PROBLEM DETAILS: Locate every line in the rows below that contains the string "dining" and copy each such line in full. Treat uppercase and lowercase letters as different.

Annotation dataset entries
BEGIN

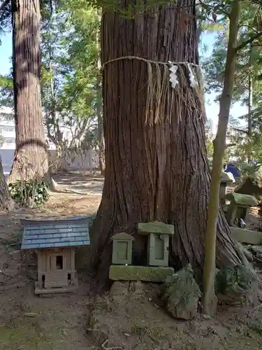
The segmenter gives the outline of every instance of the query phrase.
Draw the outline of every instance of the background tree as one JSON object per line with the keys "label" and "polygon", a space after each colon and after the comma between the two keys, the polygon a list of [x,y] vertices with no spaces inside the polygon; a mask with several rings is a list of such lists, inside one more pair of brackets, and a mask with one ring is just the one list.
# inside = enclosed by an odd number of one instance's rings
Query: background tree
{"label": "background tree", "polygon": [[9,181],[48,173],[40,88],[38,0],[12,2],[16,149]]}

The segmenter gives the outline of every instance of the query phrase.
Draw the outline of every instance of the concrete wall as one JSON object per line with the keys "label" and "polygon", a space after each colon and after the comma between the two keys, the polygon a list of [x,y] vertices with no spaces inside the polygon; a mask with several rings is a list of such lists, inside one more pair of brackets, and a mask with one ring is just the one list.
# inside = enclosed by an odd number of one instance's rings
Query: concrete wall
{"label": "concrete wall", "polygon": [[[55,164],[57,159],[56,150],[50,150],[50,164]],[[2,158],[3,174],[8,174],[12,169],[15,150],[11,149],[0,148],[0,155]],[[86,151],[72,151],[61,162],[61,168],[64,170],[82,170],[92,172],[99,167],[98,157],[96,151],[88,150]],[[55,167],[53,167],[55,169]]]}

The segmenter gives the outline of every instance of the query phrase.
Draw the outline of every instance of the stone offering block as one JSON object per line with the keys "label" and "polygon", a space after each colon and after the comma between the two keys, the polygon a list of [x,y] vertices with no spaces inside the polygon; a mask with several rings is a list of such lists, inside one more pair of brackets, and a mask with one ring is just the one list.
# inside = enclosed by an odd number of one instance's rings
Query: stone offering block
{"label": "stone offering block", "polygon": [[131,265],[132,263],[132,246],[133,237],[127,233],[117,233],[112,237],[112,263]]}
{"label": "stone offering block", "polygon": [[240,193],[228,193],[226,199],[230,200],[226,220],[231,226],[234,226],[235,219],[245,220],[251,206],[259,204],[256,197]]}
{"label": "stone offering block", "polygon": [[168,266],[169,236],[174,226],[159,221],[138,223],[138,233],[148,236],[147,262],[150,266]]}
{"label": "stone offering block", "polygon": [[140,234],[148,235],[150,233],[157,234],[174,234],[174,225],[167,225],[160,221],[152,223],[138,223],[138,232]]}
{"label": "stone offering block", "polygon": [[109,270],[109,278],[112,281],[142,281],[163,283],[168,276],[174,273],[173,267],[111,265]]}

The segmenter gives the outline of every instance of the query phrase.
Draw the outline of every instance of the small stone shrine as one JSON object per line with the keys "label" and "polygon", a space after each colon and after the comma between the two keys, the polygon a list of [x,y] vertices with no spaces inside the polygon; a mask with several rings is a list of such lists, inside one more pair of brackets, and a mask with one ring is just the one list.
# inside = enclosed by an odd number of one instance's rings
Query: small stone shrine
{"label": "small stone shrine", "polygon": [[88,216],[21,220],[22,250],[36,251],[35,294],[68,293],[78,288],[75,248],[89,245]]}
{"label": "small stone shrine", "polygon": [[249,195],[228,193],[226,195],[226,199],[230,201],[226,220],[229,225],[232,227],[235,226],[235,221],[240,219],[245,221],[249,209],[259,204],[256,197]]}
{"label": "small stone shrine", "polygon": [[118,233],[112,237],[112,265],[109,278],[112,281],[142,281],[164,282],[167,276],[174,273],[168,267],[169,237],[174,227],[163,223],[139,223],[138,233],[148,236],[147,266],[132,265],[134,238],[126,233]]}
{"label": "small stone shrine", "polygon": [[138,223],[138,233],[148,236],[148,265],[168,266],[169,236],[174,234],[174,226],[157,221]]}

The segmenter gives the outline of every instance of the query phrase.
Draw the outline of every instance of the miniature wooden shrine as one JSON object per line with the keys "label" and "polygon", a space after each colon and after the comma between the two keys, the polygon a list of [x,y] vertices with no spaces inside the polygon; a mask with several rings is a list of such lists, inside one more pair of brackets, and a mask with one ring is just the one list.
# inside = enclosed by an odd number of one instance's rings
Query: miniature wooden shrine
{"label": "miniature wooden shrine", "polygon": [[163,223],[139,223],[138,233],[147,237],[147,265],[132,265],[134,238],[126,233],[112,237],[112,265],[109,278],[112,281],[143,281],[164,282],[167,276],[174,273],[168,267],[169,237],[174,234],[174,227]]}
{"label": "miniature wooden shrine", "polygon": [[259,204],[256,198],[249,195],[228,193],[226,199],[230,201],[226,214],[226,220],[230,226],[235,226],[235,220],[242,219],[245,221],[249,208]]}
{"label": "miniature wooden shrine", "polygon": [[89,245],[88,217],[21,220],[21,249],[37,251],[35,294],[68,293],[78,288],[75,248]]}

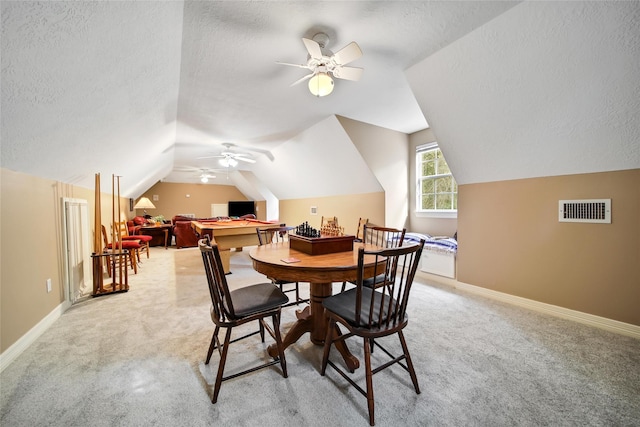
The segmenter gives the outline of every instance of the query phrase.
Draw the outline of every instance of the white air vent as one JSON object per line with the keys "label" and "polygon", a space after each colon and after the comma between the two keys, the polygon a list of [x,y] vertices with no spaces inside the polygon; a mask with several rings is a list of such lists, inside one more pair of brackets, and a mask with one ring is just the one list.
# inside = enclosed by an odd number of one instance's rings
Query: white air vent
{"label": "white air vent", "polygon": [[560,200],[558,221],[611,224],[611,199]]}

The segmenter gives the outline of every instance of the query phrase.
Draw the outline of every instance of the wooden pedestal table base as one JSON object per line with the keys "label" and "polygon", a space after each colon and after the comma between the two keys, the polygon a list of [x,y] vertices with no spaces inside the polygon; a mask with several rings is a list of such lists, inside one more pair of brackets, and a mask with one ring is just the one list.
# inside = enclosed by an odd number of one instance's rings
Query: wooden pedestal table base
{"label": "wooden pedestal table base", "polygon": [[[259,273],[280,280],[309,282],[311,284],[309,306],[296,312],[298,320],[282,340],[285,348],[298,341],[306,332],[310,333],[312,343],[324,345],[328,320],[324,316],[322,301],[331,296],[332,283],[356,280],[358,248],[362,245],[362,243],[355,243],[353,251],[325,255],[308,255],[290,249],[287,243],[268,244],[251,249],[249,255],[253,260],[253,268]],[[374,248],[372,245],[365,246]],[[299,261],[282,261],[291,258]],[[374,267],[373,260],[368,263],[368,260],[365,259],[365,274],[373,275]],[[358,359],[349,352],[344,341],[340,342],[336,348],[350,371],[353,372],[358,368],[360,365]],[[275,346],[270,346],[268,352],[272,357],[278,355]]]}
{"label": "wooden pedestal table base", "polygon": [[[324,340],[327,337],[327,324],[328,319],[324,315],[324,307],[322,306],[322,300],[331,296],[332,284],[331,283],[312,283],[310,299],[307,307],[303,310],[296,311],[296,317],[298,320],[293,324],[291,329],[282,338],[282,345],[286,349],[291,344],[298,341],[298,339],[309,332],[311,335],[311,342],[316,345],[324,345]],[[337,326],[336,326],[337,327]],[[340,331],[338,330],[338,334]],[[344,341],[339,341],[335,345],[338,352],[342,355],[345,364],[351,372],[358,369],[360,361],[349,351]],[[267,348],[269,356],[278,357],[278,349],[275,345],[270,345]]]}

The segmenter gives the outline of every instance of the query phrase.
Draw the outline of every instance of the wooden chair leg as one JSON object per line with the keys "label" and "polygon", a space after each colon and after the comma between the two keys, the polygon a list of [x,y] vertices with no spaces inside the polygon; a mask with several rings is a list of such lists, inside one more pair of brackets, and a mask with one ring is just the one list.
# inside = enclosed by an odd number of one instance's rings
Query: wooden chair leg
{"label": "wooden chair leg", "polygon": [[218,394],[220,393],[220,386],[222,385],[222,374],[224,373],[224,364],[227,361],[227,351],[229,350],[230,341],[231,328],[227,328],[227,333],[224,336],[222,354],[220,355],[220,364],[218,365],[218,375],[216,375],[216,384],[213,388],[213,398],[211,399],[211,403],[216,403],[218,401]]}
{"label": "wooden chair leg", "polygon": [[208,365],[211,360],[211,355],[213,354],[213,350],[220,345],[220,341],[218,341],[218,332],[220,332],[220,326],[216,326],[216,329],[213,331],[213,336],[211,337],[211,344],[209,344],[209,351],[207,352],[207,360],[205,360],[204,364]]}
{"label": "wooden chair leg", "polygon": [[364,338],[364,365],[367,380],[367,407],[369,408],[369,425],[375,425],[373,414],[373,373],[371,372],[371,347],[369,339]]}
{"label": "wooden chair leg", "polygon": [[411,375],[413,387],[416,389],[416,394],[420,394],[418,377],[416,375],[416,371],[413,369],[413,362],[411,362],[411,356],[409,355],[409,347],[407,347],[407,342],[404,340],[404,334],[402,333],[402,331],[398,331],[398,337],[400,337],[400,345],[402,346],[404,357],[407,359],[407,368],[409,368],[409,375]]}
{"label": "wooden chair leg", "polygon": [[278,357],[280,358],[280,367],[282,368],[282,376],[287,378],[287,361],[284,358],[284,346],[282,345],[282,336],[280,335],[280,314],[273,315],[273,332],[278,347]]}

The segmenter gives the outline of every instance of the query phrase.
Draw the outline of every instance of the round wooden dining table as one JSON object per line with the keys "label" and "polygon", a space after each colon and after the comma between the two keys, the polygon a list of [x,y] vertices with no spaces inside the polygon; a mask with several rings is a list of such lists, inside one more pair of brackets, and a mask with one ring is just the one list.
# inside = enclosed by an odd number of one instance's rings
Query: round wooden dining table
{"label": "round wooden dining table", "polygon": [[[322,301],[331,296],[332,283],[355,281],[358,275],[358,248],[379,249],[377,246],[354,243],[353,250],[335,252],[325,255],[309,255],[289,248],[289,243],[272,243],[257,246],[249,252],[253,268],[267,277],[292,282],[309,282],[309,306],[296,312],[297,321],[287,331],[282,342],[285,349],[309,332],[311,342],[323,345],[327,335],[328,320],[324,315]],[[373,276],[374,258],[365,257],[365,277]],[[378,266],[378,270],[380,266]],[[359,366],[358,359],[353,356],[344,341],[336,344],[347,367],[354,371]],[[269,355],[277,357],[275,345],[268,348]]]}

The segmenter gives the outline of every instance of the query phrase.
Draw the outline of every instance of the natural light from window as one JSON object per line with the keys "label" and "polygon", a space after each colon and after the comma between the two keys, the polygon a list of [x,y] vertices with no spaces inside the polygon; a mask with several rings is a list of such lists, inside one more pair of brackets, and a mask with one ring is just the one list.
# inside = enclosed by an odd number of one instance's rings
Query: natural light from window
{"label": "natural light from window", "polygon": [[416,148],[416,212],[457,216],[458,184],[437,143]]}

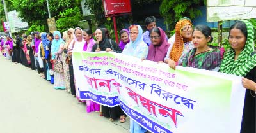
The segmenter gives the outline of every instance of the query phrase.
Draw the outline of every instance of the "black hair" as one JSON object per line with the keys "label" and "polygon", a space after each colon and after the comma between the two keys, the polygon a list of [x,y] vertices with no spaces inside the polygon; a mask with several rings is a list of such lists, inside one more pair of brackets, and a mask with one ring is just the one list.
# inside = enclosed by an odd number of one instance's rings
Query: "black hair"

END

WRITTEN RESPONSE:
Draw the outline of every instance of the round wooden dining table as one JSON object per line with the keys "label" and "polygon", a space after each colon and after the comma between the two keys, the polygon a list of [x,y] vertices with no spaces inside the polygon; a mask with several rings is a list of such lists, inside one more pair of brackets, and a mask with one ring is just the one list.
Query: round wooden dining table
{"label": "round wooden dining table", "polygon": [[[322,301],[331,296],[332,283],[355,281],[358,275],[358,248],[379,249],[377,246],[354,243],[353,250],[335,252],[325,255],[309,255],[289,248],[289,243],[272,243],[257,246],[249,252],[253,268],[267,277],[292,282],[309,282],[309,306],[296,312],[297,321],[287,331],[282,342],[285,349],[309,332],[311,342],[323,345],[327,335],[328,320],[324,315]],[[373,276],[374,258],[365,257],[365,277]],[[378,266],[378,270],[380,266]],[[359,366],[358,359],[353,356],[344,341],[336,344],[347,367],[354,371]],[[269,355],[277,357],[275,345],[268,348]]]}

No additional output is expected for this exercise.